Exercise objective: In the material below, copy out word for word the lines from the one with "Reviewer note: every instance of the wet" through the one with "column 114, row 283", including both, and nothing else.

Entries supplied:
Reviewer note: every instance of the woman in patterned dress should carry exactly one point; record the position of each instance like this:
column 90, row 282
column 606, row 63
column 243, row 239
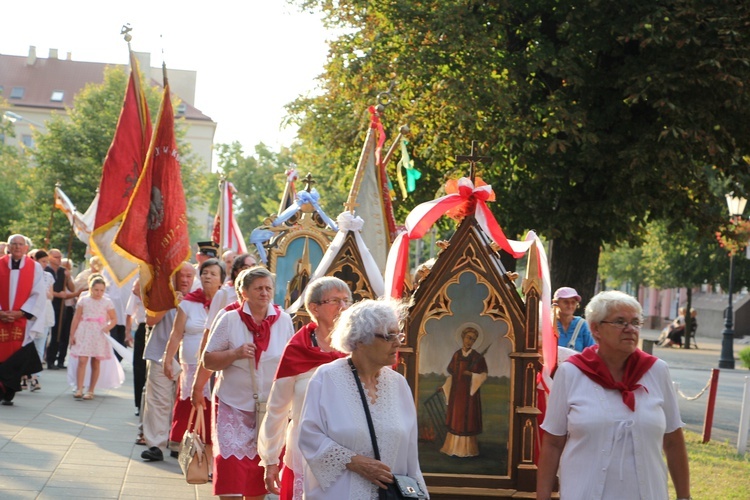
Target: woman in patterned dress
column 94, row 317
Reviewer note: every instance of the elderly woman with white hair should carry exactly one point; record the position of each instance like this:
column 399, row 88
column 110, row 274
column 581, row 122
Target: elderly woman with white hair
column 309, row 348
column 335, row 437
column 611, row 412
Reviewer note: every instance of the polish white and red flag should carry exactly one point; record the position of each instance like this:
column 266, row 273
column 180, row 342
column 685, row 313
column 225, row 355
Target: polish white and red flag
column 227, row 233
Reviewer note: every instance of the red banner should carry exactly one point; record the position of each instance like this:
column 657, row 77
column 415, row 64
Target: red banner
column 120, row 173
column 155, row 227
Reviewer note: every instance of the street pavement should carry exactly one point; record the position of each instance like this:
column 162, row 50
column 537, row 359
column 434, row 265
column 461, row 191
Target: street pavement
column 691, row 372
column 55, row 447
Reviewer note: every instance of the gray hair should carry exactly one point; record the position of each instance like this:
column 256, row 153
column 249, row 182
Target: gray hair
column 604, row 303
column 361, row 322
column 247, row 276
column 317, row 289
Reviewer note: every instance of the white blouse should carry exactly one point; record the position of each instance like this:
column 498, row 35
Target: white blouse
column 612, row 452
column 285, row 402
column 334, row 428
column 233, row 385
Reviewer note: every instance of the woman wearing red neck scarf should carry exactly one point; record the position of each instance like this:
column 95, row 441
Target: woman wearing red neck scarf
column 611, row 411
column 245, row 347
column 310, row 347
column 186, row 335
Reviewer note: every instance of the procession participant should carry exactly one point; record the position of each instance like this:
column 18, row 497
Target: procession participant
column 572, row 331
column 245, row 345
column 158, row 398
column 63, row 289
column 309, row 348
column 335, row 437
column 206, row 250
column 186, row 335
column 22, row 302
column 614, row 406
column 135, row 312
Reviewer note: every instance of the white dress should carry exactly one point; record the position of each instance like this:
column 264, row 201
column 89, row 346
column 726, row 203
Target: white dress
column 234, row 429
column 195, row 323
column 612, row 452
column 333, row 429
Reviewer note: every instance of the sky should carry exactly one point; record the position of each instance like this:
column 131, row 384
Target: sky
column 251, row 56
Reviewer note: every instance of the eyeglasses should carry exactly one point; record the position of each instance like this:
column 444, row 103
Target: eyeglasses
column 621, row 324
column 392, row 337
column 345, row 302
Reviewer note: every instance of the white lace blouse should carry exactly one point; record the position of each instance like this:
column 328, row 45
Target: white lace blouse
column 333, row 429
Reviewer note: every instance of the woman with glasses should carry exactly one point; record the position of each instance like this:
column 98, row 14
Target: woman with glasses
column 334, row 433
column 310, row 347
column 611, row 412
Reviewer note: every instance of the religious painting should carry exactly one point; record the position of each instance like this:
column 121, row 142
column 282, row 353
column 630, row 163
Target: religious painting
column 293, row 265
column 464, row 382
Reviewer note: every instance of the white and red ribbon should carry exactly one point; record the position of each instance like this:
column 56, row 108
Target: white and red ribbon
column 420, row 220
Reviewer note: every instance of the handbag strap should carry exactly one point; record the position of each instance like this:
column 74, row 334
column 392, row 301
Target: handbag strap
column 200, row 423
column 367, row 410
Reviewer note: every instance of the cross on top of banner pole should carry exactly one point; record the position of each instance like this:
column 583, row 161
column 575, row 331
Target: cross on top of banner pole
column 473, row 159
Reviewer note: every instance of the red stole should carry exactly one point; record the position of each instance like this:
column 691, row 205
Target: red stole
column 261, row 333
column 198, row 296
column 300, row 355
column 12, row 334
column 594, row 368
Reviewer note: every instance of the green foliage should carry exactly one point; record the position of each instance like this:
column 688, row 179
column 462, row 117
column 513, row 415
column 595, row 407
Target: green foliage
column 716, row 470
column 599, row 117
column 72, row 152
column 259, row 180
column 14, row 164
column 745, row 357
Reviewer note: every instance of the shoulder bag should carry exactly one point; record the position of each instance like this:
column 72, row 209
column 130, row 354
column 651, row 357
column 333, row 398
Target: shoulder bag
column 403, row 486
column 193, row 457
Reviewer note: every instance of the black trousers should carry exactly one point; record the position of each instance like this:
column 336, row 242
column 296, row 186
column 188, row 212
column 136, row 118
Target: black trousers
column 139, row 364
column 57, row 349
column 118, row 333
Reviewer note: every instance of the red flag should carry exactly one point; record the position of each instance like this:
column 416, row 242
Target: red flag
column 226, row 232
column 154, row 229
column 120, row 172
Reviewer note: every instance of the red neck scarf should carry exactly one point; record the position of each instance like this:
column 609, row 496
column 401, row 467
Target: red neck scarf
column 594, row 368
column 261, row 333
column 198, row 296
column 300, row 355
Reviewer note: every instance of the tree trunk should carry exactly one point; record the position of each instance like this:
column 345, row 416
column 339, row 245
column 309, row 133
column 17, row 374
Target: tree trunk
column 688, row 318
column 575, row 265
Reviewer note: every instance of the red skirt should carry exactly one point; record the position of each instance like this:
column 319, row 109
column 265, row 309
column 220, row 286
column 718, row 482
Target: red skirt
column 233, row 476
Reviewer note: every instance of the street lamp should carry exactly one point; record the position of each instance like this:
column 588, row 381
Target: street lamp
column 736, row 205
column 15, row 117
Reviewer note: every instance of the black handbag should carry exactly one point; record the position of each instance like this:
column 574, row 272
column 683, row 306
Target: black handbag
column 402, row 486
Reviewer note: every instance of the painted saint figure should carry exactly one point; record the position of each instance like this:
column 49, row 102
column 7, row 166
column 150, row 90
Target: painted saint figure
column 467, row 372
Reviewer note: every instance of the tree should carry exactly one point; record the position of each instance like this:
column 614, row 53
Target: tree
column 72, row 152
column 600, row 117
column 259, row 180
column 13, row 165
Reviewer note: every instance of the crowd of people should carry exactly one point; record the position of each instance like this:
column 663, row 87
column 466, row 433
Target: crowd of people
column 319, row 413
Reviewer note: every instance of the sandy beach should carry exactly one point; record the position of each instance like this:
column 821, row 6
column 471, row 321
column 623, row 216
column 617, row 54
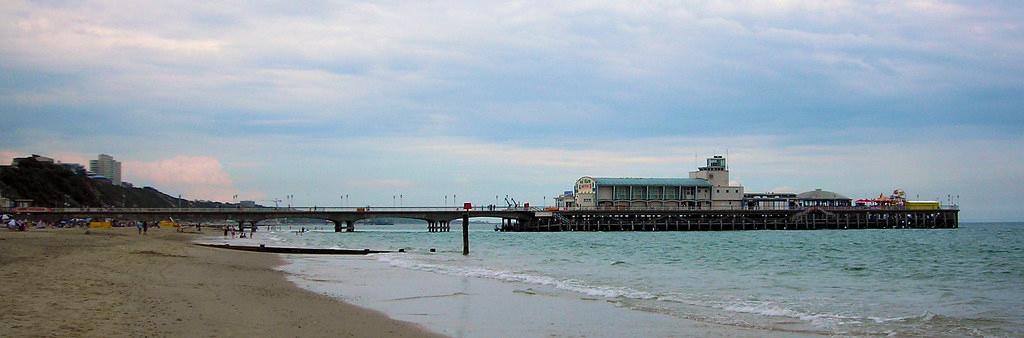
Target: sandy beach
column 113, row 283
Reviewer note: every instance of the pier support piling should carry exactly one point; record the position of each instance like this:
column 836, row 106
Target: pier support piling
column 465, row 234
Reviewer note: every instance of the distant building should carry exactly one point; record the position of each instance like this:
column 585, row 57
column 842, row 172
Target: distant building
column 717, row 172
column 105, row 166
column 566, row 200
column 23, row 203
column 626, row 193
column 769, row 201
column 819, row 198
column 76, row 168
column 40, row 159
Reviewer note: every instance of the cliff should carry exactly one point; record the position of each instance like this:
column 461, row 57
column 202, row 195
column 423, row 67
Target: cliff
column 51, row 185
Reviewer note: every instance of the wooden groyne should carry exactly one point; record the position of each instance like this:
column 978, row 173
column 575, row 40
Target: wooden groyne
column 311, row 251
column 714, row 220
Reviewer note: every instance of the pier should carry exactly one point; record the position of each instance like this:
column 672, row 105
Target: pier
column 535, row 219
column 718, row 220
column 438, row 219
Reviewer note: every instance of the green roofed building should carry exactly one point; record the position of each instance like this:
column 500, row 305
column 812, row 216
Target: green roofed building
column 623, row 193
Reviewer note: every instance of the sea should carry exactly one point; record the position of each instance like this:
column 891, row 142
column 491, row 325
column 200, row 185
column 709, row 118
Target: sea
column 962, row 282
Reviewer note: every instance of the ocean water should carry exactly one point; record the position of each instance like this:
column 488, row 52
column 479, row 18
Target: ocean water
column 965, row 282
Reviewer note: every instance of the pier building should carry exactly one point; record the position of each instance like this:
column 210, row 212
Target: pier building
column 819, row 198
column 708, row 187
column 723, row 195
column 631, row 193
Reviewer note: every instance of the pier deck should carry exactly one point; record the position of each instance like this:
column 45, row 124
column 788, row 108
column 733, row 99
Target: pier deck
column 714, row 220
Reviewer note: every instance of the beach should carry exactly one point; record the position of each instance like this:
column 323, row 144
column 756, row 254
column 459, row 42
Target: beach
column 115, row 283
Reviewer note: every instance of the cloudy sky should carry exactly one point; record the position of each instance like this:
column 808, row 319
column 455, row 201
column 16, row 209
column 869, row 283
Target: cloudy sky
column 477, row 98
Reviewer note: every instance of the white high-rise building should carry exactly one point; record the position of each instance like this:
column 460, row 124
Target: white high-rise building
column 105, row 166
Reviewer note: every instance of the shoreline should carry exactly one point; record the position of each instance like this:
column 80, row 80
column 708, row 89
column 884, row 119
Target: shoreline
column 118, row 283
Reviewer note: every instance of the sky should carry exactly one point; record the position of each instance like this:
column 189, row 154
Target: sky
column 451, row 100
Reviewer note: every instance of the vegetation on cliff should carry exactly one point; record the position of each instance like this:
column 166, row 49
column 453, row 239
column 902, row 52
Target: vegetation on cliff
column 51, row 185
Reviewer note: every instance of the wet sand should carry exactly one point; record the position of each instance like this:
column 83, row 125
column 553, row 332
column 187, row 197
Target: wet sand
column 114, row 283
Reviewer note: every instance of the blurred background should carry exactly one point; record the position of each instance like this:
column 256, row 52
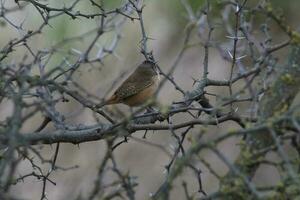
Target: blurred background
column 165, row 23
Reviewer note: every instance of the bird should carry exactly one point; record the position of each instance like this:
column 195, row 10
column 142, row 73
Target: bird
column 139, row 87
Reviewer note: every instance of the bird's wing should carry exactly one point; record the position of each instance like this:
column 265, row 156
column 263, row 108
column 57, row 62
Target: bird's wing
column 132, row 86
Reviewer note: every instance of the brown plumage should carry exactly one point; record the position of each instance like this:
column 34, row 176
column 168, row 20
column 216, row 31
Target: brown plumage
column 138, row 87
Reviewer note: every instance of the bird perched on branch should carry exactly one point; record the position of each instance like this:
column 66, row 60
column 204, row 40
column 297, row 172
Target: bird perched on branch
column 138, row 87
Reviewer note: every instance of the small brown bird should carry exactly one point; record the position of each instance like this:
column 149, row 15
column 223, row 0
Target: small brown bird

Solution to the exercise:
Reviewer note: every instance of the wet sand should carry exactly one point; record the position of each instance like this:
column 83, row 125
column 553, row 332
column 187, row 197
Target: wet sand
column 114, row 283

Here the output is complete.